課題一覧:
- a) インプラントについての文章を二文でまとめること。
- b) インプラントについての文章の続きを、最後の見出しのあとから書き進めてください。

学習用本文:
+ + + +

インプラントについて

「インプラントとは」

インプラントとは、平たく言うとチタンでできた太いネジのようなものです。このインプラント体を歯を失ったあとのアゴの骨に埋め込むと、しばらくして骨と固くくっつきます。

その上に人工の歯をとりつけて噛めるようにするのがインプラント治療です。チタンは肌に触れてもアレルギーが起こりにくく腐食しない金属です。

チタンがある一定の条件で骨に埋入されると、骨の拒否反応は起こらず、チタンの表面をおおっている酸素の膜を通して強い結合が生まれるのです。

「なぜインプラントか」

答えは簡単です。「快適でよく噛める」からです。入れ歯のような異物感もありません。もともとあったご自分の歯のように磨くだけなので、お手入れもらくで清潔です。また、従来の入れ歯などの治療法にくらべて、はるかに長持ちすることが統計上証明されております。

「ではすぐインプラントしてほしいが大丈夫か」

いいえ、大丈夫ではありません。悪い歯を抜いて、すぐインプラントするようでは、問題は解決しません。問題は歯が悪くなった原因をみきわめることです。

ある患者さんは、重度の歯周病が原因かもしれません。またある患者さんは,歯の根っこの病気が原因かもしれません。またある患者さんは、強い歯ぎしりをするせいで歯にヒビが入っているのかもしれません。

ひとまずは、歯が悪くなった原因を正確に診断しなくては、将来インプラント自体にも問題がでかねません。

もし、すぐに抜いてインプラントにしましょうと、あなたの担当医がいったとしたら、別の医者を探しましょうと私はあなたにアドバイスさしあげます 。

「ではどういう手順で治療をすすめるのが理想的か」

歯を失った原因が歯周病であれば、この病気は「感染症」であるから、細菌検査をおこない、末期の歯周病の歯は抜歯をおこない、残る歯は、抗菌剤を応用した抗菌療法により、徹底して残すように努めます。

お口の中が除菌され歯周病学的に清潔になった段階で、安心してインプラント治療をすることができます。

近年、インプラントの普及にともなって、インプラントの歯周病的状態である、「インプラント周囲炎(inplantitis)」の報告が増えていると聞きますがインプラントを成功に導くためにも、正しい歯周病治療が必須になります。

歯の根っこが膿んでいて「もう抜歯だ。」とさじを投げられたとしても、最新の顕微鏡(歯科用マイクロスコープ)を使った精密治療で抜かないで残せるかもしれません。あくまでもご自分の歯を残すという視点は忘れてはいけません。

「インプラントをしたあとの手入れはどうしたらいいの」

+ + + +

データ抜粋:
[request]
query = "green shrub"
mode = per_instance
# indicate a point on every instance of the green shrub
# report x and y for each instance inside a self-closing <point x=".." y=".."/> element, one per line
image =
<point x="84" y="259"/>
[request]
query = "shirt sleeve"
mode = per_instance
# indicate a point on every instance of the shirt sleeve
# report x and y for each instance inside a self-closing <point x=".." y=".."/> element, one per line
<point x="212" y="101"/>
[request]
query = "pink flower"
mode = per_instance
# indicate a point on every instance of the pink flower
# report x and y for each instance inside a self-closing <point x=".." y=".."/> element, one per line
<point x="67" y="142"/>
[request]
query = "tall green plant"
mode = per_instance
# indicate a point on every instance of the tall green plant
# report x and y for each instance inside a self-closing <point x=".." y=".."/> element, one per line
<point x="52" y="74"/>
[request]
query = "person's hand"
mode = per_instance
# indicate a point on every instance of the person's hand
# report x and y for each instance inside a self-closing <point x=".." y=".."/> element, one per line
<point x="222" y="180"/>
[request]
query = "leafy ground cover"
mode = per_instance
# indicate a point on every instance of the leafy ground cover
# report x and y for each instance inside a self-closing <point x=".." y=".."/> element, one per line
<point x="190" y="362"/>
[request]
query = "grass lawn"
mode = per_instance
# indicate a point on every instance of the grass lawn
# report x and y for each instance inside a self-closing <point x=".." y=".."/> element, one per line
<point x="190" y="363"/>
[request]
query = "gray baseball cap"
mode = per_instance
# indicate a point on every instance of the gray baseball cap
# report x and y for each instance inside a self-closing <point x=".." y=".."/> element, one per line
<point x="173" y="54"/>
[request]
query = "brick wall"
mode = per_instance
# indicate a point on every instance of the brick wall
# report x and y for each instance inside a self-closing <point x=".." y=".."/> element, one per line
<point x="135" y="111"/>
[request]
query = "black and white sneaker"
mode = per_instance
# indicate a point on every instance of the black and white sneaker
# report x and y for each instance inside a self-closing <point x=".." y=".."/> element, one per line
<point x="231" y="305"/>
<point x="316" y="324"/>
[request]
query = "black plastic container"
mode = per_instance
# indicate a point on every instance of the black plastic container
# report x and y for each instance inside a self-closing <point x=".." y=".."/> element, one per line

+ + + +

解答一覧:
- a) インプラント治療とは、チタンでできた太いネジのようなインプラント体を歯を失ったあとのアゴの骨に埋め込んで骨と結合させ、その上に人工の歯をとりつけて噛めるようにする治療で、快適でよく噛め、手入れもらくで、従来の入れ歯などより長持ちすることが統計上証明されている。ただし悪い歯を抜いてすぐインプラントにするのではなく、歯が悪くなった原因を正確に診断し、歯周病であれば抗菌療法などでお口の中を清潔にしてから治療すべきであり、ご自分の歯を残すという視点も忘れてはならない。

- b)
最近まで、インプラント部は、他の歯よりもより時間をかけてていねいに磨くという指導がなされてきました。それはそれで、結構なことだと前置きしますが、「真実」は、他の歯と同程度のブラッシングで問題がないことが明らかになっています。

あとは、6か月ごとの定期検診を欠かさないことが重要です。

「インプラントって、どの製品を選ぶべきなんでしょうか」

日本では近年、急速な人口の高齢化、生活水準の上昇、人々の意識の変化などにより健康に対する関心が一層強くなっています。単に欠損部の機能回復を図るだけでなく、より健康に、より豊かな生活を送りたいという患者さんの要望にこたえるために、我々歯科医師がどのような製品を選択し、使用するのかが問われています。

患者さんの立場で考えれば、10年後、20年後そして30年後でも部品、材料等が供給できる企業が開発しているインプラントであるかどうか、つまり、その会社がつぶれてしまってはインプラント治療後に修理する部品調達もできないということになるのです。

また、製品の質に関しては国際的視点から各国の大学病院等専門機関で常に研究され続け、科学的根拠をもって信頼され使用されているインプラント製品であることが一番重要なことになります。

スウェーデンのブローネマルクインプラント、スイスのストローマンインプラント(旧ITIインプラント)、スウェーデンのアストラテックインプラント、アメリカの3iインプラント、これらを世界4大オリジナルインプラントといったりしますが、これらであれば間違いのないところでしょう。 ちなみに、かさい歯科クリニックでは、ブローネマルクインプラントとストローマンインプラントを症例に合わせて使っています。